**Requirements**
Locate every line in the entries below that contains the word "chimney" and copy each of those lines.

**Material to process**

########################################

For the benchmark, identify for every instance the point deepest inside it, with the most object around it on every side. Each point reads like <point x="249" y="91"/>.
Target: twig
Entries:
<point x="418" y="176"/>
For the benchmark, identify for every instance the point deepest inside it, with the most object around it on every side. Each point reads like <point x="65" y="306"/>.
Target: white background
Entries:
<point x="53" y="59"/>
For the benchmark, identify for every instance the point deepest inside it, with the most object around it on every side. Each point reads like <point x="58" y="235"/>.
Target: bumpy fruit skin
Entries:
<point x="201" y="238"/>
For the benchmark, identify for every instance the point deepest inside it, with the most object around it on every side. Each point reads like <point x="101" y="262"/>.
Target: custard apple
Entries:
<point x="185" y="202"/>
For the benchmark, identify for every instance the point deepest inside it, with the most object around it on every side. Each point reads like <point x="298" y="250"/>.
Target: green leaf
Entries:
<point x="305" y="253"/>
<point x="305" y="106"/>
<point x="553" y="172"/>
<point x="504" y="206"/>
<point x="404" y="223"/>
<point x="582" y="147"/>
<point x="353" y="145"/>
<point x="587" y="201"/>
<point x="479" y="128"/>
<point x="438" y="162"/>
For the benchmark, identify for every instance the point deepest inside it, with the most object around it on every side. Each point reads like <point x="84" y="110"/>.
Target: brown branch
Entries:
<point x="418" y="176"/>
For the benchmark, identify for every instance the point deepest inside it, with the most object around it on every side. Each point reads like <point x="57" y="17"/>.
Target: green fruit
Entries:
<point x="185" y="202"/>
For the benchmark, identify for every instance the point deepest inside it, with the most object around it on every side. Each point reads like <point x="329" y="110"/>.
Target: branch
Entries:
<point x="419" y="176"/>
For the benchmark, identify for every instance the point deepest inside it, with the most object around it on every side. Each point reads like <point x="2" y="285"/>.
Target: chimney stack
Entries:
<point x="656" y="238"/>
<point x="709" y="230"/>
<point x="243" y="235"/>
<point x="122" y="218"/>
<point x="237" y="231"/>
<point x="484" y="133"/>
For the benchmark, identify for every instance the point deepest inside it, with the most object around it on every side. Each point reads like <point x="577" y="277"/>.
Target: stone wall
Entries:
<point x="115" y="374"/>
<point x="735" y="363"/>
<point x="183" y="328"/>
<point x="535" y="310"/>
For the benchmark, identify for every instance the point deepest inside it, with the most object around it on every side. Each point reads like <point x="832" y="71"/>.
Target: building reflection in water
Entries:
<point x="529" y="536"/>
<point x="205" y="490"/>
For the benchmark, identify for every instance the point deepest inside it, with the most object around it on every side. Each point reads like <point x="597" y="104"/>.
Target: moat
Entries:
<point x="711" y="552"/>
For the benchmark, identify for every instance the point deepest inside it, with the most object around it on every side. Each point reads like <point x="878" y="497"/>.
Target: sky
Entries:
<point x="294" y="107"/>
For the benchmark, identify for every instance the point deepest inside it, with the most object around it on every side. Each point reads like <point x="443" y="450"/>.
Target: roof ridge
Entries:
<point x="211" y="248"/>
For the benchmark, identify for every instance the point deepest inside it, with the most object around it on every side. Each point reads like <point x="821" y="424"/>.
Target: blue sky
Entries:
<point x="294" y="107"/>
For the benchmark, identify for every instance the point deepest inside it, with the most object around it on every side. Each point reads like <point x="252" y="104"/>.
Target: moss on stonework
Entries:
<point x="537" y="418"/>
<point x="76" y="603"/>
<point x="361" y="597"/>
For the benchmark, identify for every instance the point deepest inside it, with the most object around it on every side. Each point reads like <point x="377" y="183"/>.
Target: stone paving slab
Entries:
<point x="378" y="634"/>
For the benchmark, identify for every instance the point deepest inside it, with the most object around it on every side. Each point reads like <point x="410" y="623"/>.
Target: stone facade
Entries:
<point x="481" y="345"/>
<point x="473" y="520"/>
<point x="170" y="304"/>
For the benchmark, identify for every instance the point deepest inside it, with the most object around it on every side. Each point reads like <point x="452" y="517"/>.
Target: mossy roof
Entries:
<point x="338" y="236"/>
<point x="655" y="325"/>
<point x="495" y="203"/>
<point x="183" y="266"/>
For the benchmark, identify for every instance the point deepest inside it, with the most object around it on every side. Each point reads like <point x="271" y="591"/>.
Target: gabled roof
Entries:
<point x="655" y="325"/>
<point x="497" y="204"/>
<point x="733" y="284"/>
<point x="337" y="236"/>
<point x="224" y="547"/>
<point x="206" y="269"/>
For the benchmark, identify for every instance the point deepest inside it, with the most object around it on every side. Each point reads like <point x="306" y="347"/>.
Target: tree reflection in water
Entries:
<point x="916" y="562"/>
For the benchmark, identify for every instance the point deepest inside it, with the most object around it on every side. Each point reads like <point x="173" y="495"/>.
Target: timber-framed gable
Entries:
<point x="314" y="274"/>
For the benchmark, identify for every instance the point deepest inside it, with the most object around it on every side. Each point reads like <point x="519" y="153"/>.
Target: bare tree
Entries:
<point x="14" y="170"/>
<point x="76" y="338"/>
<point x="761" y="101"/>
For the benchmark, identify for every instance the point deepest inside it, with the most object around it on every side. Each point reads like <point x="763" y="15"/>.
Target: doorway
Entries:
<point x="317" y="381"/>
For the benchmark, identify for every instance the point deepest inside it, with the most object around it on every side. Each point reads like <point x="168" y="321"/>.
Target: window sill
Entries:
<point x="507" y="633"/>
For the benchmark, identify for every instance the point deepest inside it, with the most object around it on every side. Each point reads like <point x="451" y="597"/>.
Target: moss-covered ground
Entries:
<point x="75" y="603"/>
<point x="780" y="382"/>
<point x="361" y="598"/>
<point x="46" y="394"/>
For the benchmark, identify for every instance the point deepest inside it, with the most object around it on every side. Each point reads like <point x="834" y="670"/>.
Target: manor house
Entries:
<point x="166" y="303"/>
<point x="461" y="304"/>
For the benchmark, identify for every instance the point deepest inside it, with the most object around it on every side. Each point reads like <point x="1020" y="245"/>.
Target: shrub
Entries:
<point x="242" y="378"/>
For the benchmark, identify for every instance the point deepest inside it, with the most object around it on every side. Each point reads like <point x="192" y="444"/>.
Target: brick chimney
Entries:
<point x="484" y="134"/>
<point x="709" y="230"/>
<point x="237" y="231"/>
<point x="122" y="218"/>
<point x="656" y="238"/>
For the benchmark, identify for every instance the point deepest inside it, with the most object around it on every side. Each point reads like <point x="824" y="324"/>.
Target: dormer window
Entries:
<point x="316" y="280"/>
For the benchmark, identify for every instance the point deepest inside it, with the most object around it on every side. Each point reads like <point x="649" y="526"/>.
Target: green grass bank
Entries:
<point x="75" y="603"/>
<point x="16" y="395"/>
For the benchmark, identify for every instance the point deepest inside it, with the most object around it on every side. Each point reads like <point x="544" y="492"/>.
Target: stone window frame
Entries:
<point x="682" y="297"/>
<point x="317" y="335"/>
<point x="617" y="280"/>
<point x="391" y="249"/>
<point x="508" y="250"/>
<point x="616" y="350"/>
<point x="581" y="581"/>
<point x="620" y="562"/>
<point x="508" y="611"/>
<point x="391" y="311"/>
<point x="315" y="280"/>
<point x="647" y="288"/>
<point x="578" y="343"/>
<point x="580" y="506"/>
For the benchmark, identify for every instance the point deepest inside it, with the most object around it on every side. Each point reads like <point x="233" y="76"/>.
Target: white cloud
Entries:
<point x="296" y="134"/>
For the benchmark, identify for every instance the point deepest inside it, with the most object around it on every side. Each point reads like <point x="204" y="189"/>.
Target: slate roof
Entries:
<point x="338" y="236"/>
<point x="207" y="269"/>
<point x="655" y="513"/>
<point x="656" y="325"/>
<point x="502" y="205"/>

########################################

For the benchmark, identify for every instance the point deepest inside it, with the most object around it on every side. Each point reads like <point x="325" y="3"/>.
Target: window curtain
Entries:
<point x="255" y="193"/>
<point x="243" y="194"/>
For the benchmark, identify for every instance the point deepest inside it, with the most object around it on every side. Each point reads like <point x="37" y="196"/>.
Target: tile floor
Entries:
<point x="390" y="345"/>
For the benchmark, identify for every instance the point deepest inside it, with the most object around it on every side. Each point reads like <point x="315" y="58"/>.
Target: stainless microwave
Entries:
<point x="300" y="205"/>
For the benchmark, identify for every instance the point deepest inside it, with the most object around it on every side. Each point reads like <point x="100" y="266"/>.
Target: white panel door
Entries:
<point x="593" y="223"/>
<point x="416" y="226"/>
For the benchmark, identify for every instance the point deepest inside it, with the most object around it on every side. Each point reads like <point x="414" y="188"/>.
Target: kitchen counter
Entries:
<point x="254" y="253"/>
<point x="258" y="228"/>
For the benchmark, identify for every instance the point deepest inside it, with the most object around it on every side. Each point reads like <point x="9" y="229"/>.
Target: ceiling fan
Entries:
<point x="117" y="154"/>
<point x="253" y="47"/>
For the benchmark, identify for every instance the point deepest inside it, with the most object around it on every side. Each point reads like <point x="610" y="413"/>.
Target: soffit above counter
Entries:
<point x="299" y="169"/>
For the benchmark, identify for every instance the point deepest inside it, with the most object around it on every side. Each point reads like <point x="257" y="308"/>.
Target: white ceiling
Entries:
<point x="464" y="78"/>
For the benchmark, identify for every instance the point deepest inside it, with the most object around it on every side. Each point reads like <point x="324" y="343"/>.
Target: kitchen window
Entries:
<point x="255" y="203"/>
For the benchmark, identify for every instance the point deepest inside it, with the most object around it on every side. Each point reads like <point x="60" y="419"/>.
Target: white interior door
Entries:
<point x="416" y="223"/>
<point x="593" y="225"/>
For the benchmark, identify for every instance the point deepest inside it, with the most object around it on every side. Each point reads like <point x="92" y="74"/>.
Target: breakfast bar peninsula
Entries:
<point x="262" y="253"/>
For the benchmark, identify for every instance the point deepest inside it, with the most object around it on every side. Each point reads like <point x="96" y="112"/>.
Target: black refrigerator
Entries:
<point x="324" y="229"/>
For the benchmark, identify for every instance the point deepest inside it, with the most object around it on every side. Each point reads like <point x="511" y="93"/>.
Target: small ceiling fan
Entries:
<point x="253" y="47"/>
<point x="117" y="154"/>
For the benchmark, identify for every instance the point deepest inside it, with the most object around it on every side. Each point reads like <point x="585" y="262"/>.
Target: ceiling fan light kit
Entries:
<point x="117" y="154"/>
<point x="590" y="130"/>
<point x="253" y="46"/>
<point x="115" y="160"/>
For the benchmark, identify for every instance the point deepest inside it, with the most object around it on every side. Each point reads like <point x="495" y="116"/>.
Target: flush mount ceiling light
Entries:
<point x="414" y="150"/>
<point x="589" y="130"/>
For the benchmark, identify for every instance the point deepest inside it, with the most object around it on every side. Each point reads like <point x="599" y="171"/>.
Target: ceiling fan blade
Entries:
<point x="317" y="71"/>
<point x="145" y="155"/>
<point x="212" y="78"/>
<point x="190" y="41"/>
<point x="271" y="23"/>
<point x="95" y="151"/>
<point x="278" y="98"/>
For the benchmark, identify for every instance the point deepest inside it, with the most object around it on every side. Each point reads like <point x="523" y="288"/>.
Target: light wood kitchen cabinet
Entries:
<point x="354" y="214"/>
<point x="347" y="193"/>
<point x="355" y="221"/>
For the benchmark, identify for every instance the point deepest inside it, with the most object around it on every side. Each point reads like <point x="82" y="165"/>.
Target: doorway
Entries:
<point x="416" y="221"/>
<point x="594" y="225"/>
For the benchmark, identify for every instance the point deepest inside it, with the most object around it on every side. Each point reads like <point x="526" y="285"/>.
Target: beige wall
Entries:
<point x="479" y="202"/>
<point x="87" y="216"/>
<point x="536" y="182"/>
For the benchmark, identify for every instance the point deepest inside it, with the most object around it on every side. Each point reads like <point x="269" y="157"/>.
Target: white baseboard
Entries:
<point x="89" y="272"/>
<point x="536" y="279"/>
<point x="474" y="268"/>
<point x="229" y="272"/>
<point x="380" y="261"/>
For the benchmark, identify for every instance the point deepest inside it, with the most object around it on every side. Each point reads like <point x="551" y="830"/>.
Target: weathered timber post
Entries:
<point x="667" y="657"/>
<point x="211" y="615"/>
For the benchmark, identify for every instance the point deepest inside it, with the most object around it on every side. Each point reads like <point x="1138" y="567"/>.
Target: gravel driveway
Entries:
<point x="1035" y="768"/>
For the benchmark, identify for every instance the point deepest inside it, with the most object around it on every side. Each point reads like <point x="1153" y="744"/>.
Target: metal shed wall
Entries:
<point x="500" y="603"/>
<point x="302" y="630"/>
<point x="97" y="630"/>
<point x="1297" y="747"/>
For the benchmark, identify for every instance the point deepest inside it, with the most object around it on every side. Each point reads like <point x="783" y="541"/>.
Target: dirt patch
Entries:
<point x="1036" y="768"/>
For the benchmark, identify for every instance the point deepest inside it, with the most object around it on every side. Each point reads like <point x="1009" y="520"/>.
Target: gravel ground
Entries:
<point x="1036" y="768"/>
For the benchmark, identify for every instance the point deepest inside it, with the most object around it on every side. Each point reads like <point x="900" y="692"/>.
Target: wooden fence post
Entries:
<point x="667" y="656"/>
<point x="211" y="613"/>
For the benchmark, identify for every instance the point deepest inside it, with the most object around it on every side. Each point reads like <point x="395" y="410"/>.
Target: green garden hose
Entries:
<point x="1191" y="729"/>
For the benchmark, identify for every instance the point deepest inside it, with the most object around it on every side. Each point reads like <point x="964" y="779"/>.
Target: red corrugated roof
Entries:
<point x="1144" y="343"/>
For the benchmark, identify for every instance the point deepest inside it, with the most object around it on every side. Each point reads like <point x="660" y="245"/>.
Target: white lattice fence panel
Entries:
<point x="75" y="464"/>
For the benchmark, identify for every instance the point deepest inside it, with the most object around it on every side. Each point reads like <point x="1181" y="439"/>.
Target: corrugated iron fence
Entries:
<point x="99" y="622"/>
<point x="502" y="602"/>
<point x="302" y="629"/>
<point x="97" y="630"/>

########################################

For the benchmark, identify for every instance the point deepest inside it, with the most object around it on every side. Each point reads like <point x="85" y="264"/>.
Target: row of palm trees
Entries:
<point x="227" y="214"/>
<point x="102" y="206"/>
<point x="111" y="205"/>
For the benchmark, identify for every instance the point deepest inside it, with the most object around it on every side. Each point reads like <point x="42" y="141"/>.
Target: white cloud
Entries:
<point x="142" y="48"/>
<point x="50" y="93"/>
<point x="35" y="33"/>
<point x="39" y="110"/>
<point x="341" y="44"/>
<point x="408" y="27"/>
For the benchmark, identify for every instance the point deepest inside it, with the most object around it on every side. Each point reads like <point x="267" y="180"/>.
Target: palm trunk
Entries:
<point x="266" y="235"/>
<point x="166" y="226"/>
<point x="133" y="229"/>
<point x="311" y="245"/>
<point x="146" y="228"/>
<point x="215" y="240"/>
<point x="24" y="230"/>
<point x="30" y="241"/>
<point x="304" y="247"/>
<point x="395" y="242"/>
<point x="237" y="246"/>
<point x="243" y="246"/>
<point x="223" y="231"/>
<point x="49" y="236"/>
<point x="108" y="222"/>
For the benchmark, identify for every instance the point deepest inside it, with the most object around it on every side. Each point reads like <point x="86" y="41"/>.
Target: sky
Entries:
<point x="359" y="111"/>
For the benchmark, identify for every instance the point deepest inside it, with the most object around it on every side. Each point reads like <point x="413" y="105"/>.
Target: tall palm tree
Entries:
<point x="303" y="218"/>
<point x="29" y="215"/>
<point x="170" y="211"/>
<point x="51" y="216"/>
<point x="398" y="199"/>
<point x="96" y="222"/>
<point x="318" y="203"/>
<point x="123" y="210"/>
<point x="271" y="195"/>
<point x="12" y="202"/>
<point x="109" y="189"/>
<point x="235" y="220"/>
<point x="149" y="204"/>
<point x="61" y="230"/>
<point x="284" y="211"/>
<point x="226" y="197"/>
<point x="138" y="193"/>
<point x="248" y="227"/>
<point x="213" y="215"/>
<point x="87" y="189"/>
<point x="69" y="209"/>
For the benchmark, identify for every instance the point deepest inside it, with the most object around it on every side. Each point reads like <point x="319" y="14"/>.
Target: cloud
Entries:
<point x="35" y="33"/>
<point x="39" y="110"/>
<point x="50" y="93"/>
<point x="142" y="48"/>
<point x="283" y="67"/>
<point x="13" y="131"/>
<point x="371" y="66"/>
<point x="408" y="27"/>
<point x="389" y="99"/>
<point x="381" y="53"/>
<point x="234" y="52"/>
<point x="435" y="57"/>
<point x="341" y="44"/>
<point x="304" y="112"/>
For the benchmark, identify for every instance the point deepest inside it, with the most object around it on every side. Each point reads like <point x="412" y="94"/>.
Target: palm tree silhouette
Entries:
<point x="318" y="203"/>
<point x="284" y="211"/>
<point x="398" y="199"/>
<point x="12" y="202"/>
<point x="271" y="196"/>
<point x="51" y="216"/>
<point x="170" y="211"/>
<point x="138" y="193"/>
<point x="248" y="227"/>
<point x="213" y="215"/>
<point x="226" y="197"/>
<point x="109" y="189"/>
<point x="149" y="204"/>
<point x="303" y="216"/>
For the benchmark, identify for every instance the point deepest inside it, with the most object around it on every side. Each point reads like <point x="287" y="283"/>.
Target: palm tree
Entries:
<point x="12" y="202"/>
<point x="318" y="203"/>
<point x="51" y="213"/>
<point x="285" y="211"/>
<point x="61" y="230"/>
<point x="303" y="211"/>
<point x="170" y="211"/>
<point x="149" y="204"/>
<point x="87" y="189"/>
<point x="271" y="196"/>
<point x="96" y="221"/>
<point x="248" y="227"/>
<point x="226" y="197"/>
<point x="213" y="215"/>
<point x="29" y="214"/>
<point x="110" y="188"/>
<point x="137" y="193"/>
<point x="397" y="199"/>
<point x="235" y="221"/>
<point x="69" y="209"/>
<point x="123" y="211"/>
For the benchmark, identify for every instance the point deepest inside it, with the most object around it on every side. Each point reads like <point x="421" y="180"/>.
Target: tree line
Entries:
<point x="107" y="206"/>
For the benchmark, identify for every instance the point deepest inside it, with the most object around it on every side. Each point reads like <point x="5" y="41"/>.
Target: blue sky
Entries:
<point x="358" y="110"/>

########################################

**Right answer**
Target: chimney stack
Target: brick chimney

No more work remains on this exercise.